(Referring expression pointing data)
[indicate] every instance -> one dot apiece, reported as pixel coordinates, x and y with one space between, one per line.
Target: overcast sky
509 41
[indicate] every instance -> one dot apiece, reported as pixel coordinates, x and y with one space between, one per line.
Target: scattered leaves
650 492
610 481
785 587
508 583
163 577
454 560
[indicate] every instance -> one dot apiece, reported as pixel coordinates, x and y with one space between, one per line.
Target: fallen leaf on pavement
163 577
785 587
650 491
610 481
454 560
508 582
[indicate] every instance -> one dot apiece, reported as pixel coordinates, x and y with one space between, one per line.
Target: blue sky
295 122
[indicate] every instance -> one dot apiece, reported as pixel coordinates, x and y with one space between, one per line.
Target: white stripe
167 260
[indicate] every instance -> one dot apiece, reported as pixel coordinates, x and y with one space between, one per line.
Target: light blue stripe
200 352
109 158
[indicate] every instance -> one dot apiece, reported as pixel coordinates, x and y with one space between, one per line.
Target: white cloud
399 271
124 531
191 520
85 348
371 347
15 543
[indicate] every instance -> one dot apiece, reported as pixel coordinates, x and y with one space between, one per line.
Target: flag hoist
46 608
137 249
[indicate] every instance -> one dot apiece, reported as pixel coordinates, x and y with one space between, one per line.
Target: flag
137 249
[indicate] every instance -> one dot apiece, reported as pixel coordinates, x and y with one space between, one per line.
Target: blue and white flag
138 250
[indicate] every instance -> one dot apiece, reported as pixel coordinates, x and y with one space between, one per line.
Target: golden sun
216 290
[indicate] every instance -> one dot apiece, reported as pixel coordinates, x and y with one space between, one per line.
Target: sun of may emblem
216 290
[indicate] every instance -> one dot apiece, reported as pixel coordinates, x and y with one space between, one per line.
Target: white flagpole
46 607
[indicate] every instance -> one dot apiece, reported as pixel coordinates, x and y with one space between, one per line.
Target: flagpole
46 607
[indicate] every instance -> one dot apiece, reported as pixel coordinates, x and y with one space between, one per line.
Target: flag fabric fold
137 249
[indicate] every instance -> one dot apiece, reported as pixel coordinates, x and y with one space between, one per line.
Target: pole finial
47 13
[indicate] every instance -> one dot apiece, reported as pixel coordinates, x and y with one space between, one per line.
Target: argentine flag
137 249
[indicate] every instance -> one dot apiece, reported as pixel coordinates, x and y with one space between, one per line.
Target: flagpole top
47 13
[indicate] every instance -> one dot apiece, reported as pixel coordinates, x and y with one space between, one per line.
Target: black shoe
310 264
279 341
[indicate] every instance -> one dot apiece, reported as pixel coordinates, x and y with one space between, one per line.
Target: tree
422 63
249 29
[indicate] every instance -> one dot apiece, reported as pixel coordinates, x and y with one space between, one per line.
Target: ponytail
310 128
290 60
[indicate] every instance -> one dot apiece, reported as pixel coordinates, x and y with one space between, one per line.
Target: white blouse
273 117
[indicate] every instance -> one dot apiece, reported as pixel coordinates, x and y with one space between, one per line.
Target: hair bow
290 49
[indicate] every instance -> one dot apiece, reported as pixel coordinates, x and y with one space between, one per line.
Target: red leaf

◆ Exercise prompt: Quote all the records exactly, please, leaving none out.

◆ Task solution:
[indicate] every instance -> one dot apiece, reported as pixel coordinates, x and y with one space between, one per line.
Target: overcast sky
509 41
[indicate] every instance -> one dot apiece, reported as pixel coordinates, x and y with one space between, one per line.
Target: scattered leaves
650 492
610 481
785 587
508 583
163 577
454 560
[indicate] every instance -> one dot apiece, reported as pixel coordinates, x and y with one space between, one per line.
Target: fallen leaf on pavement
163 577
785 587
650 491
610 481
454 560
508 582
[indicate] every instance -> one dot apiece, reported as pixel coordinates, x and y with one space between, one per line.
Target: blue sky
295 122
[indicate] every instance -> one dot apiece, reported as pixel coordinates, x and y with one space between, one per line.
Target: white stripe
167 260
[indicate] every instance -> one dot apiece, reported as pixel coordinates, x and y with one space between, one per line.
Target: light blue stripe
200 352
109 158
[indicate] every instance -> one dot apiece, reported as pixel coordinates, x and y with one space between, one per line.
Target: white cloud
399 271
124 531
191 520
85 348
371 347
15 543
[indicate] every instance -> one dot apiece, reported as pixel coordinates, x and y with one space between, one per line.
Target: flag hoist
46 608
137 249
[indicate] every instance -> one dot apiece, reported as pixel coordinates, x and y with one space between, one per line.
Target: flag
137 249
[indicate] every instance -> one dot apiece, reported as pixel coordinates, x and y with one space between, one per line.
Target: blue and white flag
138 250
[indicate] every instance -> one dot apiece, reported as pixel coordinates, x and y with one space between, one per line.
Target: golden sun
216 290
[indicate] every instance -> one dot apiece, reported as pixel coordinates, x and y with one space between, one per line.
Target: sun of may emblem
216 290
[indicate] every instance -> one dot apiece, reported as pixel coordinates, x and y with one space between, one per line.
Target: white flagpole
46 607
[indicate] every instance -> one dot apiece, reported as pixel coordinates, x and y with one space between, one per line.
Target: flagpole
46 607
[indicate] every instance -> one dot apiece, reported as pixel coordinates, x and y with one space between, one per line.
Target: flag fabric fold
137 249
[indicate] every instance -> one dot apiece, reported as pixel coordinates, x and y with one space between, one per line.
Target: pole finial
47 13
[indicate] every instance -> one dot apiece, reported as pixel coordinates, x and y with one space between, one per line.
Target: argentine flag
137 249
[indicate] every instance -> one dot apiece, reported as pixel coordinates, x and y with one space between, one per line.
Target: flagpole top
47 13
[indicate] every instance -> one dot apiece, reported as pixel coordinates, x and y with one space between, one per line.
Target: black shoe
310 264
279 341
[indicate] every instance -> one dot apiece, reported as pixel coordinates, x and y with one space between, one per line.
Target: tree
422 63
249 29
[indicate] every instance -> one dot apiece, reported as pixel coordinates, x and y with one space between, one per line.
Target: ponytail
310 128
290 60
[indicate] every instance -> one dot apiece, reported as pixel coordinates, x and y with one space between, one per line.
Target: white blouse
273 117
[indicate] every instance -> one dot apiece, reported as pixel coordinates, x and y with one space between, one per line.
Target: hair bow
290 49
[indicate] every instance -> one dot apiece, reported as pixel coordinates, x and y with one space between, one per line.
Target: red leaf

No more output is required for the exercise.